> **SEÇÃO DO DOCUMENTO**
==*==

Crônica de Carlos Drummond de Andrade
Quando meu gato, pela manhã, sem rolar em minhas pernas, porque entendeu
que não me agrada, pára na frente da gaveta onde está sua ração e mia suavemente,
comunica: me alimente! Construímos uma relação. Existem diferentes formas de
linguagem: percebe meus movimentos, meus hábitos e expressões, o que me agrada
ou desagrada, os tempos em que pode se aproximar de mim e como deve fazer isso.
Observa o tempo todo. Conforme suas necessidades, adapta seus interesses em plena
liberdade, porque se um bife estiver sobre a mesa não se constrangerá em resgatá-lo,
se me fizer ausente. Nem sempre o respeito implica o senso ético, porque gato não faz
juízo. Pode estar ligado a sobrevivência. E, nem sempre o respeito atende às
necessidades do Outro.

==*==

> **TRECHOS DOS REGISTROS**
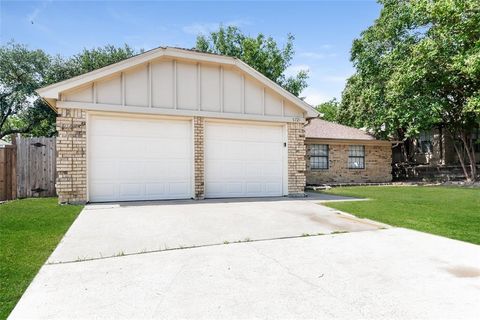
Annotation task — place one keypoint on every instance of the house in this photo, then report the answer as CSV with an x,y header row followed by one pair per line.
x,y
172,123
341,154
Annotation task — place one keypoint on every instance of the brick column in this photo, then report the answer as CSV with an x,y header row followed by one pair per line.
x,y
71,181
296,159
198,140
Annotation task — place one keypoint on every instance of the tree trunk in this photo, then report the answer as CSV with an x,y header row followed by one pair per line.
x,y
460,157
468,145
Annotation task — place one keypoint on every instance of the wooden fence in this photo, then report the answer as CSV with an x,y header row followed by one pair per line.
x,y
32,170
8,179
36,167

==*==

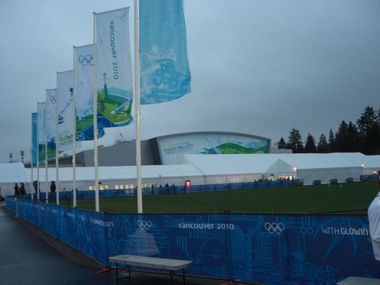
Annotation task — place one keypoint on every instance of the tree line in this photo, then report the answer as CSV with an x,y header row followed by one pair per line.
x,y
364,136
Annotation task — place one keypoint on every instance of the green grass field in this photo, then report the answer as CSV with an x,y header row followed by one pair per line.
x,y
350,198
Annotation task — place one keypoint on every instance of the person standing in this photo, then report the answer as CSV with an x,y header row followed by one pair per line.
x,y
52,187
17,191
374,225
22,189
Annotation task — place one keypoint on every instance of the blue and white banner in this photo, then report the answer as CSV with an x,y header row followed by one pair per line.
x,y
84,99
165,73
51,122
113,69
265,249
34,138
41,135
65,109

==*==

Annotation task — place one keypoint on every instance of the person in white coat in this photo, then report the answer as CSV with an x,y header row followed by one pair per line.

==*==

> **DESAFIO 1**
Troque "ração" por "comida" e transcreva o trecho da crônica sobre o gato começando em "Crônica de Carlos" e terminando em "deve fazer isso.".
> **DESAFIO 2**
Conte em quantas linhas dos registros aparece a palavra "white" e responda apenas com esse número.

> **RESPOSTA CORRETA 1**
Crônica de Carlos Drummond de Andrade
Quando meu gato, pela manhã, sem rolar em minhas pernas, porque entendeu
que não me agrada, pára na frente da gaveta onde está sua comida e mia suavemente,
comunica: me alimente! Construímos uma relação. Existem diferentes formas de
linguagem: percebe meus movimentos, meus hábitos e expressões, o que me agrada
ou desagrada, os tempos em que pode se aproximar de mim e como deve fazer isso.

> **RESPOSTA CORRETA 2**
2